— DATA —
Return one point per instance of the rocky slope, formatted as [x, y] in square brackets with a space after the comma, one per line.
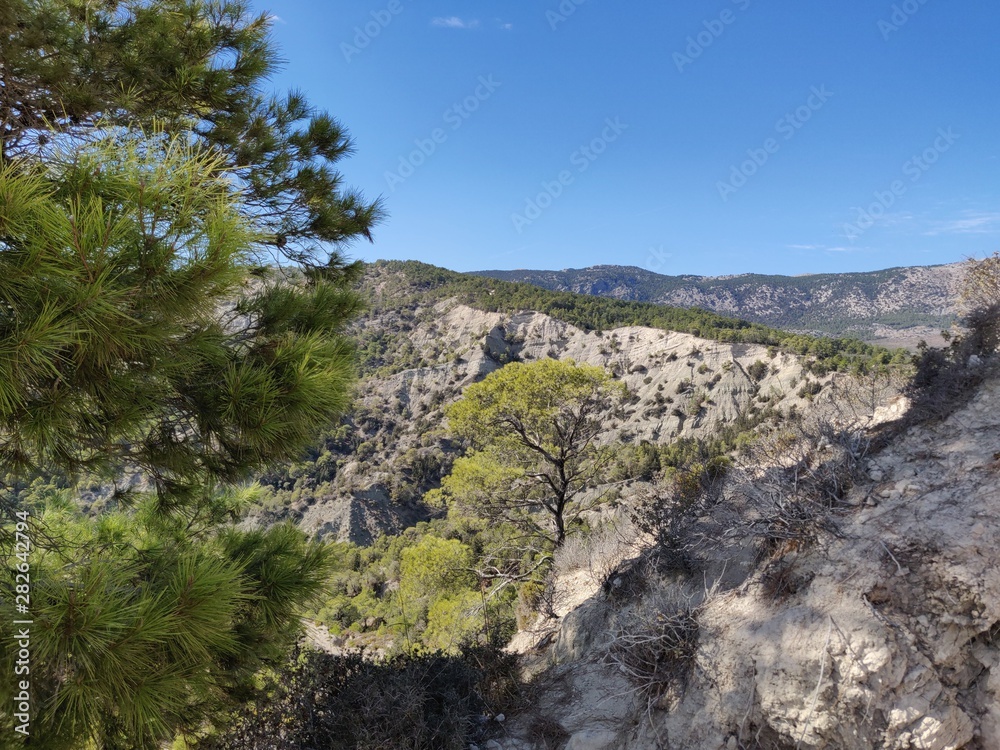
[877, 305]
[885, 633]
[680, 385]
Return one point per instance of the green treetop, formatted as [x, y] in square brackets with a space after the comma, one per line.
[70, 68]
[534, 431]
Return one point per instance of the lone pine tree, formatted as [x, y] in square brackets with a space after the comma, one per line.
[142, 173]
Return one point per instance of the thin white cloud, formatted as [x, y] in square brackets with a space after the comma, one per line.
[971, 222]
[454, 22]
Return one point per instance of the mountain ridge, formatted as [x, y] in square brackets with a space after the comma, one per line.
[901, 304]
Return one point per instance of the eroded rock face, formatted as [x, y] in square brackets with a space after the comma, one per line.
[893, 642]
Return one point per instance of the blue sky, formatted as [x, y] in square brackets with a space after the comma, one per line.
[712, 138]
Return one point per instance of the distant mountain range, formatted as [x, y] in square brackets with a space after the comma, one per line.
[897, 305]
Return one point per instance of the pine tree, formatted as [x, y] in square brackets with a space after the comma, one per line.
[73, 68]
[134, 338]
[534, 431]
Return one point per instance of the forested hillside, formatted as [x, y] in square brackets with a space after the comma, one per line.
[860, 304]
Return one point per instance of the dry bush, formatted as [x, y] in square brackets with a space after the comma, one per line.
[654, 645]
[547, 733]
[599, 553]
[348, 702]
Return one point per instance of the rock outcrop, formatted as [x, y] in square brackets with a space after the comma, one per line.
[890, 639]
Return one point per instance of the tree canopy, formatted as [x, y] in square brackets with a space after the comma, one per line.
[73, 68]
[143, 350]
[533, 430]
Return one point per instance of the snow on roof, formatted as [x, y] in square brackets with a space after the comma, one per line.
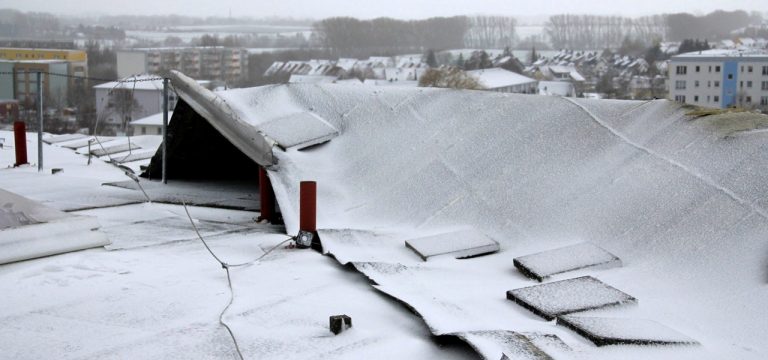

— WRITTEN PROBLEM —
Will you restate every entry word for word and omit the images?

— COMPLETE OUTPUT —
Return one point per instance of the rocky slope, formatted as [x, y] in square brackets with a space after the comma, one per line.
[877, 305]
[885, 633]
[680, 385]
Return one point per instance of the green treetop, formatted as [x, y] in square brackets with a space after the comma, one per line.
[70, 68]
[534, 431]
Return one point per instance of the lone pine tree, formatted as [x, y] in square brackets with a space after the comma, one per line.
[142, 173]
Return one point per instance of the thin white cloud, formatted as [x, y] in square brackets with a space after the comma, one per line.
[971, 222]
[454, 22]
Return one point per instance of the mountain ridge, formatted as [x, y] in square brackets with a space after the comma, one per line.
[901, 304]
Return one point per instance of the eroded rock face, formatted as [x, y] in square brackets with a space after the comma, one per line.
[893, 642]
Return one point per instance of the blue sky, formatted as [x, y] in square brackets with a space after the comma, one per line.
[712, 138]
Return one point per instance of the distant mountain range, formatted as [x, y] in square brackets with a space after the comma, one per line.
[897, 305]
Return one point per instance of the pine tree, formatted as [x, y] in square brackets with a space after the comma, one per line.
[73, 68]
[134, 338]
[534, 431]
Return one point per instance of the forested hillside, formatted as [x, y] in square brackets with a space after the comma, one per line.
[860, 304]
Return one point per instance of the dry bush, formatted as [x, y] in square brackets with a space after the comma, one per line.
[654, 645]
[547, 733]
[599, 553]
[348, 702]
Return one point per instance of the rock outcrop, formatted as [x, y] in square brackets with a space after the comma, one per line.
[890, 639]
Return one point per instance of the tree canopy, formatted as [x, y] in square brackets with a space after the comma, one per line.
[73, 68]
[143, 350]
[533, 430]
Return one point per instance of the snow on roof, formatted as [x, y] in square brackets with a space after the comma, one per line.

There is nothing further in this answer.